• [GOAL]: Find each line in the records below that contains the string "tree", and copy those lines.
::::::::::
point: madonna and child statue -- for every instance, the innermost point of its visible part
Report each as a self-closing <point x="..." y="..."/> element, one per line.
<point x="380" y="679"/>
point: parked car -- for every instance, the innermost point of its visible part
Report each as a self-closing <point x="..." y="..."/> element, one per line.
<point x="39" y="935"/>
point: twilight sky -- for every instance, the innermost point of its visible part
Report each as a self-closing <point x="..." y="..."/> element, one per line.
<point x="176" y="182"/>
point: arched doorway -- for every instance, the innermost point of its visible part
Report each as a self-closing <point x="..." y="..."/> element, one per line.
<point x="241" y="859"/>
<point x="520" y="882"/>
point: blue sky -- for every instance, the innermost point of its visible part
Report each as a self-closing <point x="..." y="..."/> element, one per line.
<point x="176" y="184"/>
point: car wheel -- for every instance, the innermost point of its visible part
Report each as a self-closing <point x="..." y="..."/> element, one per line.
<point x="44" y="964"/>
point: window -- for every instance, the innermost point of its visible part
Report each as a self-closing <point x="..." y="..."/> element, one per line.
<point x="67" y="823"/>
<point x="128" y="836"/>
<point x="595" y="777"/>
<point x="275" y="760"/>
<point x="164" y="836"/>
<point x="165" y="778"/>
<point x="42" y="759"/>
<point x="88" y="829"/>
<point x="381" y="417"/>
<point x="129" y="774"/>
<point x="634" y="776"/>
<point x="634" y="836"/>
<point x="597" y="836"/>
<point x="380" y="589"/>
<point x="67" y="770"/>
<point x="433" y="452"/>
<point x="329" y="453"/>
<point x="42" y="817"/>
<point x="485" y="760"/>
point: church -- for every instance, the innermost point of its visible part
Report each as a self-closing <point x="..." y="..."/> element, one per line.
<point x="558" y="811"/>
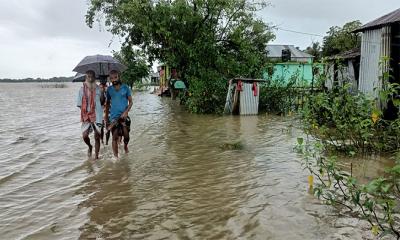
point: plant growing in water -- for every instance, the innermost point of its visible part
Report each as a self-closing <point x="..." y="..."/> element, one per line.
::::::::::
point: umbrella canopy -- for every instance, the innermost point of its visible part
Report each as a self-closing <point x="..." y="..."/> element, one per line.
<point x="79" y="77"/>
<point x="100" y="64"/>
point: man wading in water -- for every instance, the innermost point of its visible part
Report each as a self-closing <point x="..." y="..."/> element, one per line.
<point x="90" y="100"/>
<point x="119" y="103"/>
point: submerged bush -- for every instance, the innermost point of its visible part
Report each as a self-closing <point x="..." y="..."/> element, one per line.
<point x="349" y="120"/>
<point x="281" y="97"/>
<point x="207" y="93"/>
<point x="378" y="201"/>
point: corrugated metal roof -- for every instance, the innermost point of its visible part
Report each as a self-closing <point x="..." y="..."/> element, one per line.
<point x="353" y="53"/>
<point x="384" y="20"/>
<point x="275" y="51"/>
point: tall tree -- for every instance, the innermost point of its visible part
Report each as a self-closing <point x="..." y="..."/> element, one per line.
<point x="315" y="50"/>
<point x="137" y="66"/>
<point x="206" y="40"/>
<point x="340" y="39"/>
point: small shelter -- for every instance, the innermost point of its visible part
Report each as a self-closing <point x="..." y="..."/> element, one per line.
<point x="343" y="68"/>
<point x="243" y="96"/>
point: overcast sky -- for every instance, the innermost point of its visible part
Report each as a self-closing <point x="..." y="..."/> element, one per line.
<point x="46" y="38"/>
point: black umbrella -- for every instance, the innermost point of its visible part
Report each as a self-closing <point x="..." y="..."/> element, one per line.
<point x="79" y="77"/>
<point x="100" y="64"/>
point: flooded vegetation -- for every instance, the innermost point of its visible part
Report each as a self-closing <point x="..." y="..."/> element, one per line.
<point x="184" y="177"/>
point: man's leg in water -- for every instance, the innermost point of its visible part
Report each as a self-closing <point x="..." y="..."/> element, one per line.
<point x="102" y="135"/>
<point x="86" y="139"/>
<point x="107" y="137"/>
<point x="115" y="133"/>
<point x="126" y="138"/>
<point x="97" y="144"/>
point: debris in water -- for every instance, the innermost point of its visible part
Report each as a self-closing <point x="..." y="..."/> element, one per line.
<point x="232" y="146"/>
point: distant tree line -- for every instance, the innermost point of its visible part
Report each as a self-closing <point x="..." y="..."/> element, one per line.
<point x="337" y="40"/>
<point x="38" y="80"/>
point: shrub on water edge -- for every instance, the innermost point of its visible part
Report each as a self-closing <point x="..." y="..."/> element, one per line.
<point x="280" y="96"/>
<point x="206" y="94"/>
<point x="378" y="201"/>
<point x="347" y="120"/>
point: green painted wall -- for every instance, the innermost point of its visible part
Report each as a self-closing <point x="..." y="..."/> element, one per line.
::::::::::
• [ANSWER IN FULL]:
point: tall tree -- for every instance, the innermost point of its visible part
point: distant tree line -- for every instance, the innermost point of its visible part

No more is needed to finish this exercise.